▸ Excerpt
Di·gest v. t. [imp. & p. p. Digested; p. pr. & vb. n. Digesting.]
  1. To distribute or arrange methodically; to work over and classify; to reduce to portions for ready use or application; as, to digest the laws, etc.
     Joining them together and digesting them into order.   --Blair.
     We have cause to be glad that matters are so well digested.   --Shak.
  2. Physiol. To separate (the food) in its passage through the alimentary canal into the nutritive and nonnutritive elements; to prepare, by the action of the digestive juices, for conversion into blood; to convert into chyme.
  3. To think over and arrange methodically in the mind; to reduce to a plan or method; to receive in the mind and consider carefully; to get an understanding of; to comprehend.
     Feelingly digest the words you speak in prayer.   --Sir H. Sidney.

▸ Your tasks
a) Answer these questions about the dictionary entry for "digest":
(i) Which source is cited for the line "We have cause to be glad that matters are so well digested."?
(ii) Through what does sense 2 say food passes as it is separated?
(iii) Who is credited with the quotation given under sense 3?
b) Continue the dictionary entry for "digest" from its last line, in the same format.

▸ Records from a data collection

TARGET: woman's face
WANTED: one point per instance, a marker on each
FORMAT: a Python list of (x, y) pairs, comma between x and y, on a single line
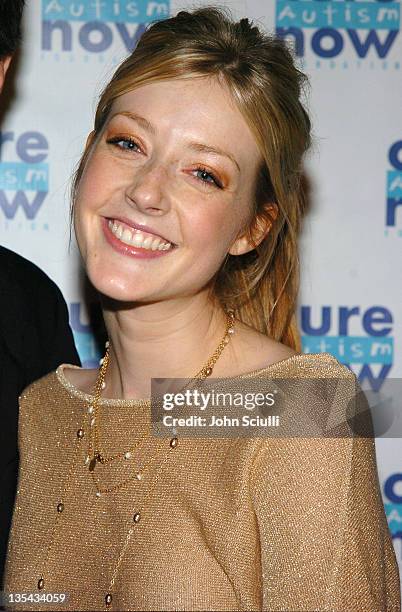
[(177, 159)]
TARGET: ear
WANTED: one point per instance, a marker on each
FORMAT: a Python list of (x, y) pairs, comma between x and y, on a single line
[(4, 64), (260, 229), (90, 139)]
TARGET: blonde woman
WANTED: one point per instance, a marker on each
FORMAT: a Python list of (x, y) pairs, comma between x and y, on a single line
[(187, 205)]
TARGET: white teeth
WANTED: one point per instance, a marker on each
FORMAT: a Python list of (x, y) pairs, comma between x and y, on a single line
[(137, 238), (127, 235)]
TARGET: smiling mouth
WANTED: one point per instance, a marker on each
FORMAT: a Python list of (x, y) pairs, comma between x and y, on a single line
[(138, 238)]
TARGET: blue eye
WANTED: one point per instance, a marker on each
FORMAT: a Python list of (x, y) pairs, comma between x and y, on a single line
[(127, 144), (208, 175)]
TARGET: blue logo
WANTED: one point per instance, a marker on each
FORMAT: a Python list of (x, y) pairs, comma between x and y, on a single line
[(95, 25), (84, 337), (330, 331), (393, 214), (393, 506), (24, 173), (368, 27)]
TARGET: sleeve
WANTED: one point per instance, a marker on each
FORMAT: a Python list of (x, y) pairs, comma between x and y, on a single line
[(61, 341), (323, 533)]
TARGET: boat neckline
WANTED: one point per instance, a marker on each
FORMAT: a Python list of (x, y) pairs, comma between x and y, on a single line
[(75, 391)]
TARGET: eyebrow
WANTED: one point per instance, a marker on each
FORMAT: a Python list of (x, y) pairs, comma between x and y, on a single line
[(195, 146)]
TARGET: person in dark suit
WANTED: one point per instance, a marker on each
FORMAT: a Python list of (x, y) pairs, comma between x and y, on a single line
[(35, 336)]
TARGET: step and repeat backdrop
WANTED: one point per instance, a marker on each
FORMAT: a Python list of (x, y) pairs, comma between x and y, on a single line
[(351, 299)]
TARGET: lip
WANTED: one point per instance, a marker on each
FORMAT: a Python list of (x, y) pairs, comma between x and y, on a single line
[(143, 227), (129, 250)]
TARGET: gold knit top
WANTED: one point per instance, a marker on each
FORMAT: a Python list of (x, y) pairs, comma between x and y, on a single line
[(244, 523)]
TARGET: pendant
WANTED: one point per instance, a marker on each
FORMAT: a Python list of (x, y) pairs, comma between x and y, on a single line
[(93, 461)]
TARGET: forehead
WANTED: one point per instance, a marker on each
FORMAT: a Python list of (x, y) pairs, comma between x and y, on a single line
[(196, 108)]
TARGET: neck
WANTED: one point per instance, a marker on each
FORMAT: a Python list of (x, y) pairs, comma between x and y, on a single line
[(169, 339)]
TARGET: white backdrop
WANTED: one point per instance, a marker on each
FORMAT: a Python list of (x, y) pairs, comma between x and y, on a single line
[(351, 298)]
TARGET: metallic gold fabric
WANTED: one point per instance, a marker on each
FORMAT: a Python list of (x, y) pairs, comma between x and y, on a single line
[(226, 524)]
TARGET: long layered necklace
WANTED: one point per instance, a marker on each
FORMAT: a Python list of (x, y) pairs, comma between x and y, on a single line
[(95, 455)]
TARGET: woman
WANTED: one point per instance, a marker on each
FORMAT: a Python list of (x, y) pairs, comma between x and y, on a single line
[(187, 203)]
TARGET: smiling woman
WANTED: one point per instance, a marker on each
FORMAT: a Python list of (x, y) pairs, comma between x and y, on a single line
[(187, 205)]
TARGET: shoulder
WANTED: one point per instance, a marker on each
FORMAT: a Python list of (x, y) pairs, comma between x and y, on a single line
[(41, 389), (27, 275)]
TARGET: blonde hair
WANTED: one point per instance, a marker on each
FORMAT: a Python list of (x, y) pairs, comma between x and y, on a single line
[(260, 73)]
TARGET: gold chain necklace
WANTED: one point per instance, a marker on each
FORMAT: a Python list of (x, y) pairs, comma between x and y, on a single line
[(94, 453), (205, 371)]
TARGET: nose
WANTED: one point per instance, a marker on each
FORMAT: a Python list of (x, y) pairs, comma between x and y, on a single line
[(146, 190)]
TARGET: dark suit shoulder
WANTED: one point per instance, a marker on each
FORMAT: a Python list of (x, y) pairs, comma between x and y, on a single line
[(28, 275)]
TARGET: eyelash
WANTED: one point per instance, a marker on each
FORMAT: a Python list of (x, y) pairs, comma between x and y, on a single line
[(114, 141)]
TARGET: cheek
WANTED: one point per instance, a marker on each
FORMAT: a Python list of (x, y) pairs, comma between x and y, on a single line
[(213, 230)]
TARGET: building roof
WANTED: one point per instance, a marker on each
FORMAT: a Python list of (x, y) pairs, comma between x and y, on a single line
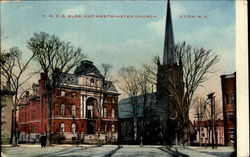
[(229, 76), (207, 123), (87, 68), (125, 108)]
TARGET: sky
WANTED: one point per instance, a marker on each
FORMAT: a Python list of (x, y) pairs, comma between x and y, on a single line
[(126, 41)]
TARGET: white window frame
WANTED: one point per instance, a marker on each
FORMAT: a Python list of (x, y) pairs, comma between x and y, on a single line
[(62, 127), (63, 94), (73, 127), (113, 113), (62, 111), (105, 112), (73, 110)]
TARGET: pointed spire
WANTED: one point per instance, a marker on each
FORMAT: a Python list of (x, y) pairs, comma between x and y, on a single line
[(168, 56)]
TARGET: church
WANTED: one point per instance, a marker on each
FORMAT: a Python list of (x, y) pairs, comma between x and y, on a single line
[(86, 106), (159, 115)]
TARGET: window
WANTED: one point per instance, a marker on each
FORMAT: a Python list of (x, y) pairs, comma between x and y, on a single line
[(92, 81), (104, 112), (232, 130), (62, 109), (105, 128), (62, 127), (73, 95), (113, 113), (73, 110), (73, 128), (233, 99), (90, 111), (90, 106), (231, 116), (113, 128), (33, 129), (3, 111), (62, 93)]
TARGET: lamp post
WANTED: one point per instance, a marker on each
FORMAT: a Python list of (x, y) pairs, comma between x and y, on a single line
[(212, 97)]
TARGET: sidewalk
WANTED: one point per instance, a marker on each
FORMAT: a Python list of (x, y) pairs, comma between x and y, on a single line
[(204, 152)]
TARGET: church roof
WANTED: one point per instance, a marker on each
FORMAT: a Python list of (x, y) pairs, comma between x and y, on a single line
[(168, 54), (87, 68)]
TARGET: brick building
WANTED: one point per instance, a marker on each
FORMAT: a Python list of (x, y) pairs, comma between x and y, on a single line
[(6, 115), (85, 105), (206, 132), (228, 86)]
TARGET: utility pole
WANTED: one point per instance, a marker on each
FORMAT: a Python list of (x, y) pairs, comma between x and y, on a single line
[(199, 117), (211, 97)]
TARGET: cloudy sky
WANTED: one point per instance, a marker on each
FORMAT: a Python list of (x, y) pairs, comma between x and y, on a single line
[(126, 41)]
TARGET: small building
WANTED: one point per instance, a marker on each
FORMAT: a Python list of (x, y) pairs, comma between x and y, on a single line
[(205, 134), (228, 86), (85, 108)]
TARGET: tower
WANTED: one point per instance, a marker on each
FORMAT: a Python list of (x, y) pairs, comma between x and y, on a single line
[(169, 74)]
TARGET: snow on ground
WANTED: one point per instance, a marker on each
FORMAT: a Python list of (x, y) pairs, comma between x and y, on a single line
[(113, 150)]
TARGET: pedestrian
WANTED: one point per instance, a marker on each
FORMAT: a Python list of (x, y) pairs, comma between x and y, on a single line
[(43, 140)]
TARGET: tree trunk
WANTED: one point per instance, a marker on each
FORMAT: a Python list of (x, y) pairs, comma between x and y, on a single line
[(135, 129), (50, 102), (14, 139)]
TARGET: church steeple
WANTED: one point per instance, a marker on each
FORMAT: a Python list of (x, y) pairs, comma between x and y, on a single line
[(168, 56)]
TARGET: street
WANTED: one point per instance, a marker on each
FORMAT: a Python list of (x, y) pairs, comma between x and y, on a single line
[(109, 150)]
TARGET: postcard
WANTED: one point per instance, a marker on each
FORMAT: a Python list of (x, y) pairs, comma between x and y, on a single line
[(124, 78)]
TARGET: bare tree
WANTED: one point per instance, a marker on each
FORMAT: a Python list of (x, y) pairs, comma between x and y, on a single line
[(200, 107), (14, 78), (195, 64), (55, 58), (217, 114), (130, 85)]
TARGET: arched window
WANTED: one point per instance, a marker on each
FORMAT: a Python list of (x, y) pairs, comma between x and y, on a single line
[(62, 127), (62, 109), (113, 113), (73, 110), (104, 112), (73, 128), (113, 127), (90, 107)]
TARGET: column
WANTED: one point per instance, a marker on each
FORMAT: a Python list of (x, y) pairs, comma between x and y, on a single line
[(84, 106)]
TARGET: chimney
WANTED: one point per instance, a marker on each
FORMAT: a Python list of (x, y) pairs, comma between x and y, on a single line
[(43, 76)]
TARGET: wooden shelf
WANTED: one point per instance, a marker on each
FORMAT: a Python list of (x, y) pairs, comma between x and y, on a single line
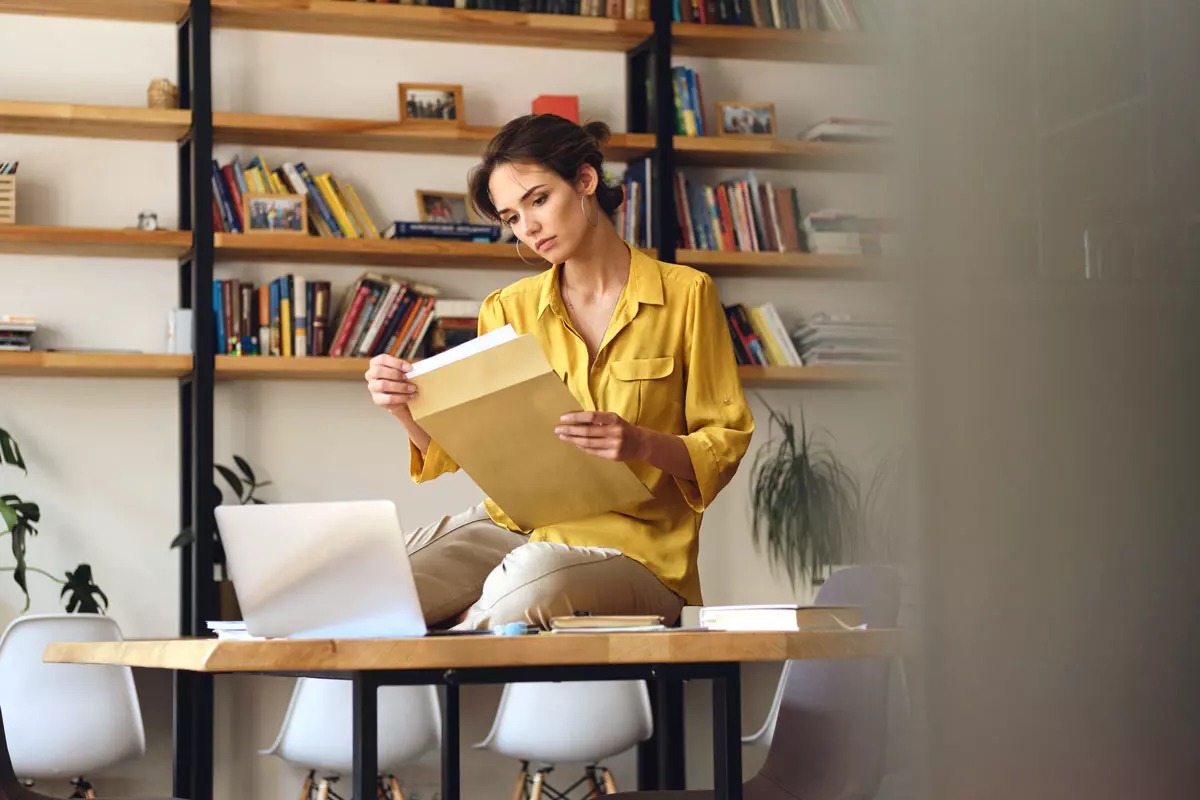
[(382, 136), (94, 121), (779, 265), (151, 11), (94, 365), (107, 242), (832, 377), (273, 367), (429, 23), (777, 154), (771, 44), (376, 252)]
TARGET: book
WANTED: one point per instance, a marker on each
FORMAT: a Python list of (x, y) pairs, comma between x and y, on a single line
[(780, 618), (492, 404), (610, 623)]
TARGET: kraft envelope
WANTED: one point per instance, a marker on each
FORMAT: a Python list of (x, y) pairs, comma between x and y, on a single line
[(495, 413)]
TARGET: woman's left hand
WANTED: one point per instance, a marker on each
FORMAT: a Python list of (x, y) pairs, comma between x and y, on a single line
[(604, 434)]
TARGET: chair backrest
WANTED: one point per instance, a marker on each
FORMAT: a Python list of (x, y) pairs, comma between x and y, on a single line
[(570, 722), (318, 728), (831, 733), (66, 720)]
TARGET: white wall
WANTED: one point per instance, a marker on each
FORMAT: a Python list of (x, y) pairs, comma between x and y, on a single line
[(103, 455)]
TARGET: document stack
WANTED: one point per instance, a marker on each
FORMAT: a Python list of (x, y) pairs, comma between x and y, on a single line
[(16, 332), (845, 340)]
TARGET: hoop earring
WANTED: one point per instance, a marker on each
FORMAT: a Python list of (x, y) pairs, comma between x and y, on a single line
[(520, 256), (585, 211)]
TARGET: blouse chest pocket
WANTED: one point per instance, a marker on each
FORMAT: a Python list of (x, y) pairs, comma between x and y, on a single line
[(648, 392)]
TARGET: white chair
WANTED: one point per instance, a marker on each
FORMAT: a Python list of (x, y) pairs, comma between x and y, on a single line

▸ Responses by task
a)
(i) Shak.
(ii) The alimentary canal.
(iii) Sir H. Sidney.

b)
  How shall this bosom multiplied digest
  The senate's courtesy?   --Shak.
  4. To appropriate for strengthening and comfort.
     Grant that we may in such wise hear them [the Scriptures], read, mark, learn, and inwardly digest them.   --Book of Common Prayer.
  5. Hence: To bear comfortably or patiently; to be reconciled to; to brook.
     I never can digest the loss of most of Origin's works.   --Coleridge.
  6. Chem. To soften by heat and moisture; to expose to a gentle heat in a boiler or matrass, as a preparation for chemical operations.
  7. Med. To dispose to suppurate, or generate healthy pus, as an ulcer or wound.
  8. To ripen; to mature. [Obs.]
     Well-digested fruits.   --Jer. Taylor.
  9. To quiet or abate, as anger or grief.